:: Records to process
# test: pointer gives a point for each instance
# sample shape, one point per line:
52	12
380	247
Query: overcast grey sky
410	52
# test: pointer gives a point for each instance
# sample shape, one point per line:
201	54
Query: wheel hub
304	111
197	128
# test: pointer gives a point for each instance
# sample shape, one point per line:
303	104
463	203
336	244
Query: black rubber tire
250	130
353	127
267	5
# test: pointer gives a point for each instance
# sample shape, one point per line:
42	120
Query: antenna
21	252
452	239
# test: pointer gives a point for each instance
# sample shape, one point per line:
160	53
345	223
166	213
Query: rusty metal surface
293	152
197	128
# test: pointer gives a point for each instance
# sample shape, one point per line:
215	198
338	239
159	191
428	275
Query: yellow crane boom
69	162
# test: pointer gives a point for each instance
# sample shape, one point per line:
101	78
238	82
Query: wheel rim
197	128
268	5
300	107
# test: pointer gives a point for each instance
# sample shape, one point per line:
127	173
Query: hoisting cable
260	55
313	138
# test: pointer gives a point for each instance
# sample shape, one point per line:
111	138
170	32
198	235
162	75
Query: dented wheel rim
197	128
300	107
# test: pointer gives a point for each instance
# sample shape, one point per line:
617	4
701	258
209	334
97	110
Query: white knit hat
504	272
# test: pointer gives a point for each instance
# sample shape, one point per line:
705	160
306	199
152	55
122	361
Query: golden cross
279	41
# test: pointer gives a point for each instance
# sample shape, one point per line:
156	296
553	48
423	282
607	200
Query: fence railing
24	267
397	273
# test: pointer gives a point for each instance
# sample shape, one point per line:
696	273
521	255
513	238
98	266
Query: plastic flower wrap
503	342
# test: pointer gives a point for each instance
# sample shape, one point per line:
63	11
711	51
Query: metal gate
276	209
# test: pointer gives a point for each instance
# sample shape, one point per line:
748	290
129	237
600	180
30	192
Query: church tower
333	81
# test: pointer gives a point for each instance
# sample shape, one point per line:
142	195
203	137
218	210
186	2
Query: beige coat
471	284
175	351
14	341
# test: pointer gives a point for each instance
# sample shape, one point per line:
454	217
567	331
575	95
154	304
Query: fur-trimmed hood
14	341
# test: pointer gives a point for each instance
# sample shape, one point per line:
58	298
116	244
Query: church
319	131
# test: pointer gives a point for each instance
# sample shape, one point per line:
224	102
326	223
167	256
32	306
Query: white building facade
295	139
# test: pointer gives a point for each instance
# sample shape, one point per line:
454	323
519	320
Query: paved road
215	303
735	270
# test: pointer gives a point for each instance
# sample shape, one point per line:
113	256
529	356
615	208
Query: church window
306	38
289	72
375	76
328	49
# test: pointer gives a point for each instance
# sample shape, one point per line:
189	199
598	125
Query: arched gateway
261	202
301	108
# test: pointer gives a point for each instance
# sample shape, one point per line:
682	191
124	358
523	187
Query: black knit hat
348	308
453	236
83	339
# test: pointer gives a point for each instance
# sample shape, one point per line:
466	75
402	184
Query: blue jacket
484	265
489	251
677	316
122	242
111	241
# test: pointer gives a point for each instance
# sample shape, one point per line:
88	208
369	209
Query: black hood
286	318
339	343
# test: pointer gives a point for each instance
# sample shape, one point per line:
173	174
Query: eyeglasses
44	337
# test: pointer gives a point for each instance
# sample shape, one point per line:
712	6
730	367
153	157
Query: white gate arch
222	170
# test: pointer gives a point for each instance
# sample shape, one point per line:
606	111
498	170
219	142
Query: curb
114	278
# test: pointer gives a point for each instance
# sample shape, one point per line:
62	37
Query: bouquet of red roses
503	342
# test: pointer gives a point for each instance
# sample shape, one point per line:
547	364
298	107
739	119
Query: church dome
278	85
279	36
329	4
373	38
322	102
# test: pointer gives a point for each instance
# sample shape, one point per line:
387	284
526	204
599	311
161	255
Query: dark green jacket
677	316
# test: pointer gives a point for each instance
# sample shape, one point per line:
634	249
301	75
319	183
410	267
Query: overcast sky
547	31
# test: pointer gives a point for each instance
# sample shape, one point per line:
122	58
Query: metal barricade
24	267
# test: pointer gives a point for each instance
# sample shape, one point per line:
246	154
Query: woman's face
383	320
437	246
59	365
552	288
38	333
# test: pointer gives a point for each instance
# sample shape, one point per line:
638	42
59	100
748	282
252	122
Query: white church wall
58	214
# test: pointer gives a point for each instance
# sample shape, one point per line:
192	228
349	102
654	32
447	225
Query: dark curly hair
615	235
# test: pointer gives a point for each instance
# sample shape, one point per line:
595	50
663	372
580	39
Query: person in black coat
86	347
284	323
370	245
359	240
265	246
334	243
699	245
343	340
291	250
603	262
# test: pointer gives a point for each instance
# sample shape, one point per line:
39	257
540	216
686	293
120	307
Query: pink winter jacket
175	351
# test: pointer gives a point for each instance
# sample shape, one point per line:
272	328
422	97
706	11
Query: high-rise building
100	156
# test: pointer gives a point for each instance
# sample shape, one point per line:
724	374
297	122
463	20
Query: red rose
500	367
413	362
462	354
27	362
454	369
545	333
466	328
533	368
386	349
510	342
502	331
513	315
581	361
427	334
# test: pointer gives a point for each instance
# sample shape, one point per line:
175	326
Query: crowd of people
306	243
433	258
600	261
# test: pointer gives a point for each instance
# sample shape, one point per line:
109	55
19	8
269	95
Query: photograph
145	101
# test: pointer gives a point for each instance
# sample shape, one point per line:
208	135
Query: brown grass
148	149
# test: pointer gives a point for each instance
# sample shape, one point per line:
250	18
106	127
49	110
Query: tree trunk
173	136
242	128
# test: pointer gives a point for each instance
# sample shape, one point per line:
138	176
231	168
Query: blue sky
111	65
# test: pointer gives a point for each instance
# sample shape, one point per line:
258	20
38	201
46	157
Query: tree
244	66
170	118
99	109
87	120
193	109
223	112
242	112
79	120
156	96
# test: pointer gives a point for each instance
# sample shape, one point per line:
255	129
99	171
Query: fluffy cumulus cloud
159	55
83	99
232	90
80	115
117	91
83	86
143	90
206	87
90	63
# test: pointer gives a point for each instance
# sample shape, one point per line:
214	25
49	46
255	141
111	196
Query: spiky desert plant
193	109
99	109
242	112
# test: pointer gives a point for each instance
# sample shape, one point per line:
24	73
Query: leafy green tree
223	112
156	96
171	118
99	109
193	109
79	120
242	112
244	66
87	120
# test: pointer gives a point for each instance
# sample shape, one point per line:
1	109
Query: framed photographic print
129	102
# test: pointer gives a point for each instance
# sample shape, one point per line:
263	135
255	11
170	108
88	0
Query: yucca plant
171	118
::::
→ Exercise description
Return every line of the items above that contains the string "jacket", treating uppercase and lowercase letters as distinct.

→ The answer
Query: blue jacket
Query: dark green jacket
Query: pink winter jacket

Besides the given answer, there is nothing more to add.